## Required action
What is needed is an exact transcription of the line with "We need bounding boxes for white cascading" and all the lines that follow it in the entries below; add nothing else.

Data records
┌──
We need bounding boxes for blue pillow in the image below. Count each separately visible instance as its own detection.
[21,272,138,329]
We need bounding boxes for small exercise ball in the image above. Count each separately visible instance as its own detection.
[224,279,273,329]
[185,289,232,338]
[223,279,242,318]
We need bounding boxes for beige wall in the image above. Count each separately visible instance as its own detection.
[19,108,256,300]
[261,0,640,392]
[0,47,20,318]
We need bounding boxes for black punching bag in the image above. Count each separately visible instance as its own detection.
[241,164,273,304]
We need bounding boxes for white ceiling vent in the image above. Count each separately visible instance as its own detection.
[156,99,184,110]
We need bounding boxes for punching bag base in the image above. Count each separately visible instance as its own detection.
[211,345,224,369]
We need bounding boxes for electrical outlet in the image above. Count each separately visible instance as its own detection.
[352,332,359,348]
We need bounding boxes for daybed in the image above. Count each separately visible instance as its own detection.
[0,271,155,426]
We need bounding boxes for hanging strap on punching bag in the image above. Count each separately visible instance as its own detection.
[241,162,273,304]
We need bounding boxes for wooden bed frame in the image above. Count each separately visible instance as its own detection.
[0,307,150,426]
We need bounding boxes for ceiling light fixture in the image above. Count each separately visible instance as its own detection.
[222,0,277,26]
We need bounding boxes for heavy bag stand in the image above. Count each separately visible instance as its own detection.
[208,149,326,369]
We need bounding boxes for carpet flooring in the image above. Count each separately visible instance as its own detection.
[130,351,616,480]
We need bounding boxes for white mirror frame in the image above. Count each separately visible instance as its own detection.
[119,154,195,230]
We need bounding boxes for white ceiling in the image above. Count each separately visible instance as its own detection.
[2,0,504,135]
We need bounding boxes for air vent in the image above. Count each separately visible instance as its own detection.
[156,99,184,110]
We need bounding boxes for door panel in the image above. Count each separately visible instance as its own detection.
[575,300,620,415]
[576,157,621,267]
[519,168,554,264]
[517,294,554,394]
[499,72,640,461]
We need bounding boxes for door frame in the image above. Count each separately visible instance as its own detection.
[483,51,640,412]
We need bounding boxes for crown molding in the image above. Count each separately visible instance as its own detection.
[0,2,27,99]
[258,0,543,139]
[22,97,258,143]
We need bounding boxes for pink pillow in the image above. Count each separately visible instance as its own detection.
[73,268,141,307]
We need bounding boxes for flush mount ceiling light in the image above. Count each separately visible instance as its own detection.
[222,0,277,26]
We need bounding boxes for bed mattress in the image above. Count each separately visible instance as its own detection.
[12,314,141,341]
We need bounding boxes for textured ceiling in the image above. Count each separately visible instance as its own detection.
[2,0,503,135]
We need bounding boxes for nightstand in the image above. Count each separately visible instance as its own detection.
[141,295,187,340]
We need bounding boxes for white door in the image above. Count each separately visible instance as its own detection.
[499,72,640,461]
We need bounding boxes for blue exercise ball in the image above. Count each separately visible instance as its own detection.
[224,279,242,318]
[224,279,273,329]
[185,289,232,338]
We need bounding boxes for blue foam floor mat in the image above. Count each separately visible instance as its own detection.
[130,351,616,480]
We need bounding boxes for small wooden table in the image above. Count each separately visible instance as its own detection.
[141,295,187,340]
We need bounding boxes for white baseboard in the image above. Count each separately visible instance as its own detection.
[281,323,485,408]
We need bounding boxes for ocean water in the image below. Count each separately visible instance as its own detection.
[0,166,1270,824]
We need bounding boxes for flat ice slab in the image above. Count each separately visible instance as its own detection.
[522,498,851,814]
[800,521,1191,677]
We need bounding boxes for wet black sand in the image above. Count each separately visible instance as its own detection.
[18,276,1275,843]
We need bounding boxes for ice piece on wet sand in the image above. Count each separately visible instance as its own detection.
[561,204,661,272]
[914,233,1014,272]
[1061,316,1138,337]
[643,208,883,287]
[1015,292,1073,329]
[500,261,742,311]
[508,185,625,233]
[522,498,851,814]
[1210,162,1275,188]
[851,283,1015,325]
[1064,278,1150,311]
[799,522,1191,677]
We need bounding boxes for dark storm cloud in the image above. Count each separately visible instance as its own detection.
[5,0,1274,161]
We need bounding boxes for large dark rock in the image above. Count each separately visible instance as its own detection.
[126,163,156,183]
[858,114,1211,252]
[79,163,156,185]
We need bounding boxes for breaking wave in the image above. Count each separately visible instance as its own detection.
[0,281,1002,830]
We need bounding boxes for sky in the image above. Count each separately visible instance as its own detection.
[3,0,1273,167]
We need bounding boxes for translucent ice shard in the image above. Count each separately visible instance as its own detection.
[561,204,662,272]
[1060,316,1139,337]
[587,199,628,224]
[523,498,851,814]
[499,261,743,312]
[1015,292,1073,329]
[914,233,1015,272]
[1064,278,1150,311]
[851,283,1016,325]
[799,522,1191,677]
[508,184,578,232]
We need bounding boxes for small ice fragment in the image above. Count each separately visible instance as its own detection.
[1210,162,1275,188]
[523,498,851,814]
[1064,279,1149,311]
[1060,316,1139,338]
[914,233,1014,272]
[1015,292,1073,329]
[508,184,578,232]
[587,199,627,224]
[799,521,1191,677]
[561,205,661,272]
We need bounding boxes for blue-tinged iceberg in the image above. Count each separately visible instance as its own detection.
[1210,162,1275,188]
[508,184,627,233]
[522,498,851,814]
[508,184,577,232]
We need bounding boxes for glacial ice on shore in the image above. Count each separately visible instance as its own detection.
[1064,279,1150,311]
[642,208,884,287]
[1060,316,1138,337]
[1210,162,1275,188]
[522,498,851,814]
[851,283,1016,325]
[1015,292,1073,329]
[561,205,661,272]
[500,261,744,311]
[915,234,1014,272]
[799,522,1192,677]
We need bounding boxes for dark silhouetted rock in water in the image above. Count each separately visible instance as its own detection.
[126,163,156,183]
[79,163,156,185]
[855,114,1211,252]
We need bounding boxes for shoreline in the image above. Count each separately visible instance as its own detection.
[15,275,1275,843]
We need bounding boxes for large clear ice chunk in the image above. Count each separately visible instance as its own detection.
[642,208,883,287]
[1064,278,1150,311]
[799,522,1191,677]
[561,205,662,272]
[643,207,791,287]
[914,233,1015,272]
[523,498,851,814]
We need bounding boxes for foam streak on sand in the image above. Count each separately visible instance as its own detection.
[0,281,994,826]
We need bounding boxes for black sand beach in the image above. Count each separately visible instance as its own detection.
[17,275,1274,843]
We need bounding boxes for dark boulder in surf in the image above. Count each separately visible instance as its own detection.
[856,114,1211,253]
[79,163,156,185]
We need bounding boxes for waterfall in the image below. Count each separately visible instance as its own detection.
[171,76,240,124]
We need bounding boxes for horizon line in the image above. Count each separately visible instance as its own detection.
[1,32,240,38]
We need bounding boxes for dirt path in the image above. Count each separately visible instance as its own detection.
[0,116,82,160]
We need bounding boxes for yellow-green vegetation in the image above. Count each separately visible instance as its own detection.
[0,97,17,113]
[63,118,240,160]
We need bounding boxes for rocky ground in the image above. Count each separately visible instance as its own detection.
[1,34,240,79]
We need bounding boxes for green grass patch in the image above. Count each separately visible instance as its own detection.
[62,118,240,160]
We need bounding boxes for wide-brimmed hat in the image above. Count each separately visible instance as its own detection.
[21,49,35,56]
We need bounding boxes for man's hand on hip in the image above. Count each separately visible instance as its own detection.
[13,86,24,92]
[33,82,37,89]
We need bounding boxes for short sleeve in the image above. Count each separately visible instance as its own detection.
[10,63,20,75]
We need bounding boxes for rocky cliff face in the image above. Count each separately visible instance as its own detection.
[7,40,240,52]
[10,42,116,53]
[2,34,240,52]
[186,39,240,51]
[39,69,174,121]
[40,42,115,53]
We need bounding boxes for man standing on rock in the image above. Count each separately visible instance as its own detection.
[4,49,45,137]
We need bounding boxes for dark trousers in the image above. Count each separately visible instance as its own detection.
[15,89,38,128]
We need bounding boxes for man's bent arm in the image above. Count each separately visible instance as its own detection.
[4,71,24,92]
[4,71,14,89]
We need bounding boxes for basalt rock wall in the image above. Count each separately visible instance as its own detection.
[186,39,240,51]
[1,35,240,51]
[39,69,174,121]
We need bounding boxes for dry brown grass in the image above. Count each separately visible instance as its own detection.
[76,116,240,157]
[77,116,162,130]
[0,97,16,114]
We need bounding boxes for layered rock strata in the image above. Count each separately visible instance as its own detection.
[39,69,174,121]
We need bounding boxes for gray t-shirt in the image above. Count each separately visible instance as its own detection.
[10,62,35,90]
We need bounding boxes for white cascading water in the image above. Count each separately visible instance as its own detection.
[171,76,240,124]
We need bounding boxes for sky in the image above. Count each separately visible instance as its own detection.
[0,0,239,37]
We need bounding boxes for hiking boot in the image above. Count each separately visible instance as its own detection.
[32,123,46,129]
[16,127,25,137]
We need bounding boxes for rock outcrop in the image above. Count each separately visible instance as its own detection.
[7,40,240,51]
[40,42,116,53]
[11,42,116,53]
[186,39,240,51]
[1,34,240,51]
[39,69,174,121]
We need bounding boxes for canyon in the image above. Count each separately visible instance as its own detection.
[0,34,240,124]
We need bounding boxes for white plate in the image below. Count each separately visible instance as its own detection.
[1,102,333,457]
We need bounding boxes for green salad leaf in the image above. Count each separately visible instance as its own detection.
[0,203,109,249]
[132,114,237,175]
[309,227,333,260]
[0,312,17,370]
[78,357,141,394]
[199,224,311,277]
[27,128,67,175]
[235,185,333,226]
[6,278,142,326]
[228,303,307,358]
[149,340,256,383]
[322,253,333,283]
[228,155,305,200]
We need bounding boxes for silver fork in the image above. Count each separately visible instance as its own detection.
└──
## Exercise result
We need bounding boxes for white cascading water in the image above. Count each separately visible instance as its own detection.
[171,76,240,124]
We need bounding boxes for sky in the image above. Count each separately visible instance as its own detection.
[0,0,239,37]
We need bounding boxes for hiking boot in the image above. Count each separately visible instance as its own detection.
[32,123,46,129]
[16,127,25,137]
We need bounding boxes for rock outcrop in the image above. Count each separately visible instance as its own detection.
[7,40,240,51]
[40,42,116,53]
[11,42,116,53]
[186,39,240,51]
[1,34,240,51]
[39,69,174,121]
We need bounding boxes for canyon in the image above. Count each separately visible instance as its own detection.
[0,34,240,124]
We need bounding boxes for white plate in the image below. Count each separately visible instance as its own detection.
[1,102,333,457]
We need bounding boxes for green salad leaf in the image above. Count each separately visible instance as its own detection.
[0,203,109,249]
[132,114,237,175]
[309,227,333,260]
[0,312,17,370]
[78,357,141,394]
[199,224,311,277]
[27,128,67,175]
[235,185,333,226]
[6,278,142,326]
[228,303,307,358]
[149,340,256,383]
[322,253,333,283]
[228,155,305,200]
We need bounding boxes for silver fork in the image above. Count each separately visible instance as its own detection.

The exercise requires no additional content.